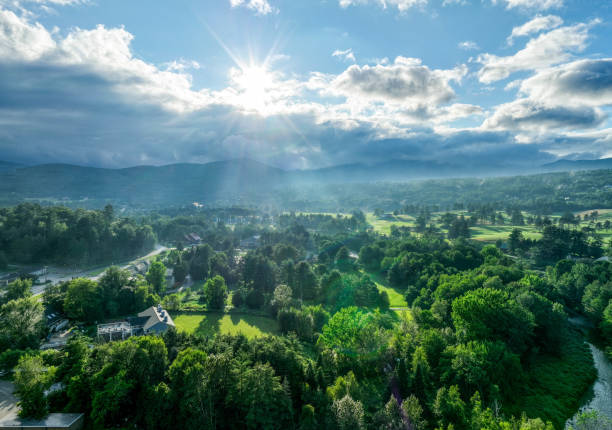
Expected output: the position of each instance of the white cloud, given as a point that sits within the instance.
(260, 7)
(406, 81)
(347, 54)
(401, 5)
(528, 114)
(547, 49)
(468, 45)
(21, 41)
(452, 2)
(531, 4)
(537, 24)
(581, 82)
(103, 51)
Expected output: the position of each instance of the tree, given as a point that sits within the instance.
(515, 240)
(308, 419)
(83, 301)
(180, 270)
(31, 379)
(4, 259)
(18, 289)
(282, 297)
(199, 267)
(343, 259)
(260, 399)
(305, 281)
(111, 282)
(215, 292)
(390, 417)
(489, 314)
(371, 256)
(414, 413)
(21, 324)
(200, 384)
(450, 409)
(353, 333)
(156, 276)
(348, 413)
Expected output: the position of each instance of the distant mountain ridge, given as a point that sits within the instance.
(567, 165)
(224, 182)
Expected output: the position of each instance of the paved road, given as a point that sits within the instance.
(59, 274)
(8, 402)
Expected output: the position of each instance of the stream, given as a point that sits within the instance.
(601, 401)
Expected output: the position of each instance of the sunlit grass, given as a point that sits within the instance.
(208, 324)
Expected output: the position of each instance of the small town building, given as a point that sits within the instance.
(56, 421)
(154, 320)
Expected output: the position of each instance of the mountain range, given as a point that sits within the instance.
(224, 181)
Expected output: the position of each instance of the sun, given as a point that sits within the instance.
(253, 83)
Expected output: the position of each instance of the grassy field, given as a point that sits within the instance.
(484, 233)
(491, 233)
(396, 298)
(383, 226)
(209, 324)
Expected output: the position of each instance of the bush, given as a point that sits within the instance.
(255, 299)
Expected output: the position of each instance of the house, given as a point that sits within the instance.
(55, 421)
(154, 320)
(8, 278)
(250, 243)
(192, 239)
(158, 320)
(170, 281)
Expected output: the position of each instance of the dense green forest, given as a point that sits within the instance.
(481, 341)
(30, 233)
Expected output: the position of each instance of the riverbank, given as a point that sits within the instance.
(556, 384)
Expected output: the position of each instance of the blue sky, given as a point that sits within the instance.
(304, 83)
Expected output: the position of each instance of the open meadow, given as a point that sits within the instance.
(208, 324)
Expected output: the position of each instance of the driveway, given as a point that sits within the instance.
(8, 402)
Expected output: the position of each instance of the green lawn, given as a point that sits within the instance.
(396, 298)
(211, 323)
(491, 233)
(383, 226)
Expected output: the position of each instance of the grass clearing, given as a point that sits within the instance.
(396, 297)
(208, 324)
(383, 225)
(491, 233)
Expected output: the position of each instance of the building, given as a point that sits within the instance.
(250, 243)
(154, 320)
(192, 239)
(51, 422)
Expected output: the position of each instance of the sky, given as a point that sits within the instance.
(302, 84)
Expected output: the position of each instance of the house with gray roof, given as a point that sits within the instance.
(153, 320)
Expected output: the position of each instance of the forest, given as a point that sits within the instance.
(473, 346)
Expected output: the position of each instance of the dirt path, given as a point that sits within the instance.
(8, 402)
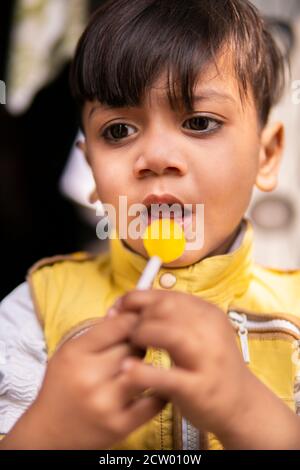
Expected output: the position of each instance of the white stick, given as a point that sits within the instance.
(149, 273)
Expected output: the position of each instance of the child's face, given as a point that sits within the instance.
(214, 160)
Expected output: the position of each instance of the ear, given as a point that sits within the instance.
(271, 149)
(93, 197)
(81, 145)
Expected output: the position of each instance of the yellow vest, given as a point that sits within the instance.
(72, 291)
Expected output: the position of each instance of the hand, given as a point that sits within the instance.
(86, 402)
(209, 380)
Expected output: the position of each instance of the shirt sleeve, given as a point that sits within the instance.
(23, 356)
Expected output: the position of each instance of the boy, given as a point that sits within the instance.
(174, 99)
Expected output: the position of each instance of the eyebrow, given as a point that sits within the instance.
(209, 94)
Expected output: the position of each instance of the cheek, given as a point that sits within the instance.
(110, 175)
(226, 175)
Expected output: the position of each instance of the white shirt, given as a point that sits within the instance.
(23, 352)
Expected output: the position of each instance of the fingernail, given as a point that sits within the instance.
(112, 312)
(127, 364)
(118, 303)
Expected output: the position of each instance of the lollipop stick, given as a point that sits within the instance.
(149, 273)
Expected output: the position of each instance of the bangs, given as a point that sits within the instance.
(128, 45)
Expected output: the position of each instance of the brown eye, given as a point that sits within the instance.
(116, 132)
(203, 124)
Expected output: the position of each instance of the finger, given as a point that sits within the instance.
(165, 382)
(123, 391)
(107, 333)
(141, 411)
(109, 362)
(171, 337)
(137, 299)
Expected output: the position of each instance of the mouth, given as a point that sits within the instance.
(167, 206)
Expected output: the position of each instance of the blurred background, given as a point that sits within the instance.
(45, 182)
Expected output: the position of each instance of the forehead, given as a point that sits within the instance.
(216, 83)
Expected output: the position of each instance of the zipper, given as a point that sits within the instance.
(245, 325)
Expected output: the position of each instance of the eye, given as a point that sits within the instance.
(203, 124)
(117, 132)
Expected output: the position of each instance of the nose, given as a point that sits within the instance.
(160, 158)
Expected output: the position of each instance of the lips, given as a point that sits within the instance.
(180, 214)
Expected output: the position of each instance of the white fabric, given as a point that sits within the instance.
(23, 356)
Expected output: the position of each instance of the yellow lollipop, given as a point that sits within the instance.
(164, 242)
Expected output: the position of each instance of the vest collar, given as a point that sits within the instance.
(218, 279)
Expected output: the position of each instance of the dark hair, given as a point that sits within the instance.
(129, 43)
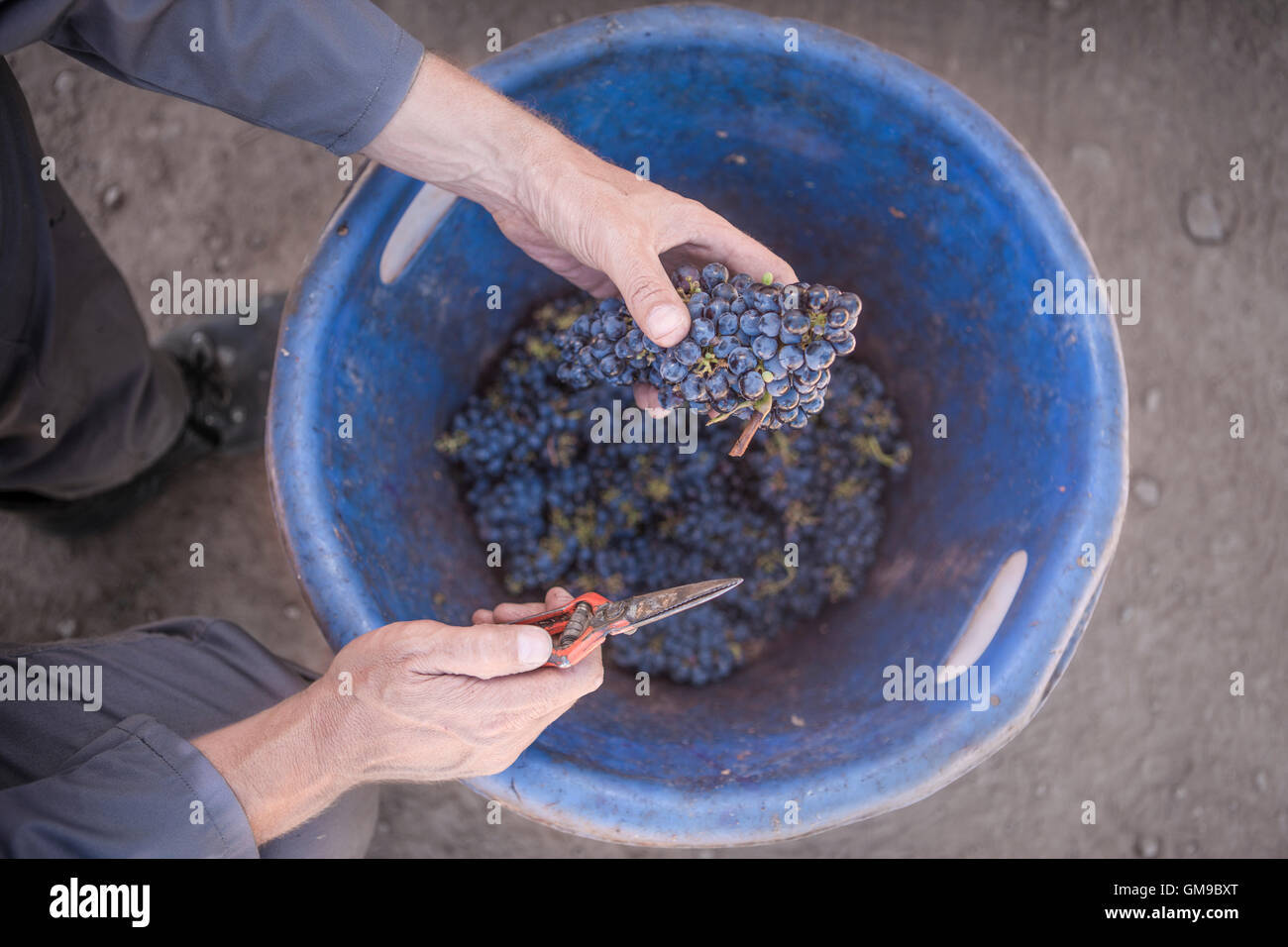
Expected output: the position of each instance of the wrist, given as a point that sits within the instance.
***
### Exercise prompt
Your task is to retype all the entries exactly and leave out any pictures.

### Finished answer
Expected output: the position of each instance of the white cloud, given as a point that sits within the instance.
(260, 7)
(406, 81)
(347, 54)
(401, 5)
(528, 114)
(547, 49)
(468, 45)
(21, 41)
(452, 2)
(531, 4)
(537, 24)
(581, 82)
(103, 51)
Expected output: the position of each instance of the tree, given as a point that sits within the instance.
(515, 240)
(308, 419)
(83, 301)
(180, 270)
(31, 379)
(4, 259)
(18, 289)
(282, 297)
(199, 267)
(343, 259)
(260, 399)
(305, 281)
(111, 282)
(215, 292)
(390, 417)
(489, 314)
(371, 256)
(414, 413)
(21, 324)
(200, 384)
(450, 409)
(353, 333)
(156, 276)
(348, 413)
Expected output: the position of each instance of the distant mountain ridge, given as a point that sits within the instance.
(567, 165)
(224, 182)
Expected output: the position of each instance of the paved road, given as a point that sits within the instance.
(59, 274)
(8, 402)
Expected output: the position of each instance of the stream, given as a point that sits within the instance.
(601, 401)
Expected output: the position of each instance of the sunlit grass, given as a point that sits within the instance.
(208, 324)
Expected output: the position of each instance of the small town building, given as a point that sits within the instance.
(56, 421)
(154, 320)
Expected output: the position of each instance of the mountain range, given as a point that sits within the instance.
(224, 181)
Expected output: the position of each instance of the sun, given as a point that sits within the instance.
(253, 83)
Expected output: the position of each instance of the grassy field, given as a point that sits within the instance.
(484, 233)
(491, 233)
(396, 298)
(383, 226)
(209, 324)
Expected output: the position of each instance of the bush, given as a point that sits within the instance.
(255, 299)
Expected output: the position of each instance of the house, given as a point that sits within the instance.
(55, 421)
(154, 320)
(8, 278)
(250, 243)
(192, 239)
(158, 320)
(170, 281)
Expected output: the position of each instance of the dense green forest, given as a point that sits within the instance.
(481, 341)
(30, 233)
Expected output: the position of each instance of the riverbank, given as a point that sits within the instance.
(556, 384)
Expected output: the position of each instance of the blue sky, given as a point that sits within the instance.
(304, 83)
Expected output: the position of each instance of the open meadow, given as a point that sits within the instance.
(208, 324)
Expected output: the position of each instance of the driveway, given as a point that sits within the instance.
(8, 402)
Expected output: the position of each instance of the green lawn, given as a point that sits within the instance.
(396, 298)
(211, 323)
(491, 233)
(383, 226)
Expected output: the position of each instance of the grass clearing, given as a point that sits within the instance.
(396, 297)
(208, 324)
(383, 225)
(491, 233)
Expected output: the position of each instance of the building, given as a point that sits within the instance.
(250, 243)
(154, 320)
(192, 239)
(51, 422)
Expected output: the position of each instance of the sky, given as a point that sits within the instance.
(302, 84)
Expected output: the position of each instance of the house with gray roof, given as a point that sits within the instance.
(153, 320)
Expected output: the position of each instance of the forest, given as a point that sits within the instance.
(473, 346)
Expected output: the position of each instance of the dirt path, given as a point that sits within the instance.
(8, 402)
Expected output: the position of each instance of the white stick, given as a point that sits within the instance.
(149, 273)
Expected output: the position of each instance of the child's face, given as a point that sits within the instance.
(214, 160)
Expected output: the position of each instance of the ear, given as a point that sits within the instance.
(271, 149)
(93, 197)
(81, 145)
Expected output: the position of each instance of the yellow vest, given as a point that sits within the instance.
(72, 291)
Expected output: the position of each instance of the hand, given as a point that sits within the instance.
(86, 402)
(209, 380)
Expected output: the position of each instance of the shirt sleeve, given as a point that sits within the instance.
(23, 356)
Expected output: the position of each instance of the boy, given as a point that sits within the instance.
(174, 99)
Expected output: the position of each instance of the eyebrow, given as a point that sits within the instance.
(209, 94)
Expected output: the position of each instance of the cheek, given as a point that sits within the instance.
(110, 175)
(226, 175)
Expected output: the position of each instance of the white shirt, given as a point that sits within the instance.
(23, 352)
Expected output: the position of each instance of the fingernail, given as a point that sits within the instance.
(112, 312)
(127, 364)
(118, 303)
Expected output: the position of each instance of the lollipop stick, given as a point that sits within the instance.
(149, 273)
Expected output: the position of each instance of the bangs, given as a point that sits within the instance.
(128, 45)
Expected output: the position of each instance of the brown eye, given as a point that sits within the instance.
(116, 132)
(203, 124)
Expected output: the position of each instance of the finger, given as a point that sits within the instance.
(165, 382)
(123, 391)
(107, 333)
(141, 411)
(109, 362)
(171, 337)
(137, 299)
Expected output: the position of each instance of the mouth, given as a point that sits within the instance.
(167, 206)
Expected output: the position of each instance of the blurred background, given as a point that sits within the instance.
(45, 182)
Expected output: the position of each instance of the forehead, given as a point that sits within the instance.
(216, 83)
Expected output: the position of each instance of the zipper, given as a point that sits within the instance.
(245, 325)
Expected output: the position of each instance of the eye, given as a point that sits within the instance.
(203, 124)
(117, 132)
Expected output: the position of each instance of the nose, given as a point that sits within the instance.
(160, 158)
Expected output: the position of each instance of the lips, given as a point that sits within the instance.
(180, 214)
Expected output: the position of each instance of the white fabric, given as a point that sits within the instance.
(23, 356)
Expected output: the position of each instance of the yellow lollipop, given as a point that sits within the instance.
(164, 242)
Expected output: the position of each instance of the vest collar, given as a point that sits within the instance.
(218, 279)
Expected output: the position of each instance of the dark hair, given as a point that sits within the instance.
(129, 43)
Expected output: the position of each instance of the wrist, given as a point that sits within the instance.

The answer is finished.